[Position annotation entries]
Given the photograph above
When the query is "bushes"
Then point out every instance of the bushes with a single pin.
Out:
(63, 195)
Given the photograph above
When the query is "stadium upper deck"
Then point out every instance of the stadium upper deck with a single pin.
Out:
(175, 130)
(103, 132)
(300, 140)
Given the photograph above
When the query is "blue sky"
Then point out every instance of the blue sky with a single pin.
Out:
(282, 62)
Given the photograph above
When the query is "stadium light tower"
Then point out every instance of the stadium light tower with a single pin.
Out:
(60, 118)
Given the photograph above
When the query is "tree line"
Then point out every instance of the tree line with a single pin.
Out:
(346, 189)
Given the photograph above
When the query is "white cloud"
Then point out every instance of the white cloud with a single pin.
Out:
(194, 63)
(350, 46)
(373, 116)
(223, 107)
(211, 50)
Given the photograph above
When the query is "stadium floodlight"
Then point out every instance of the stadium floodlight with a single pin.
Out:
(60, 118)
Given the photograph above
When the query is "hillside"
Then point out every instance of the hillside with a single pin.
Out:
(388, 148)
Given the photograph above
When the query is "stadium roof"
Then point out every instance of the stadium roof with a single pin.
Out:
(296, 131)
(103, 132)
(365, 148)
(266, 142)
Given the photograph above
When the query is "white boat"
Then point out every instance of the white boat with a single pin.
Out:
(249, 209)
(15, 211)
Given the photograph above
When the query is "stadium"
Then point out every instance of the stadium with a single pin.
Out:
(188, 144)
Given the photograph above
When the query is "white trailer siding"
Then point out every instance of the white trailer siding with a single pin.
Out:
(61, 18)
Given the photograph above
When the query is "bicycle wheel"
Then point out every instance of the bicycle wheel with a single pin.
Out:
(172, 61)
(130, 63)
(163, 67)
* * *
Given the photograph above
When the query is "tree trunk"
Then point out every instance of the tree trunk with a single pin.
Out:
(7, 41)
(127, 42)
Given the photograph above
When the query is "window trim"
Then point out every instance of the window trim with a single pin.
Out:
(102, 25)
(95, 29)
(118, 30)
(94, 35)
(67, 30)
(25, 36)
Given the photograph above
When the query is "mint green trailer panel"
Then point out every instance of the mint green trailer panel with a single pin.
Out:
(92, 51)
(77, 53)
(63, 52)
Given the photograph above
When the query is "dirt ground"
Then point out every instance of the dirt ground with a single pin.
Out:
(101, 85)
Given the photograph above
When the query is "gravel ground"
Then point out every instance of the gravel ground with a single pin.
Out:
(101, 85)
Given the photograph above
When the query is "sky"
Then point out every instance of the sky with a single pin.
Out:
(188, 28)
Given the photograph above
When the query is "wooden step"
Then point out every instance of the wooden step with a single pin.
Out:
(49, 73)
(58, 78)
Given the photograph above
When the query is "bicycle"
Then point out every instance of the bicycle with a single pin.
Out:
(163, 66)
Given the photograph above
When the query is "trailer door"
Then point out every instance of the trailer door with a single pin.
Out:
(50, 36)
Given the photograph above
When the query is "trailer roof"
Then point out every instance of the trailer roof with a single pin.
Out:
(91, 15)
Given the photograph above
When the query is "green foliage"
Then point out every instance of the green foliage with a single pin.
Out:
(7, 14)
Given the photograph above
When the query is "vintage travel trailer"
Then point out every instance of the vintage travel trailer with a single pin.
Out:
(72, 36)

■ **What you should do**
Report every line in the entries above that contains the string "window", copying each one in full.

■ **Answer for the task**
When the query is "window trim"
Then point out every instance of the window trim with a single pin.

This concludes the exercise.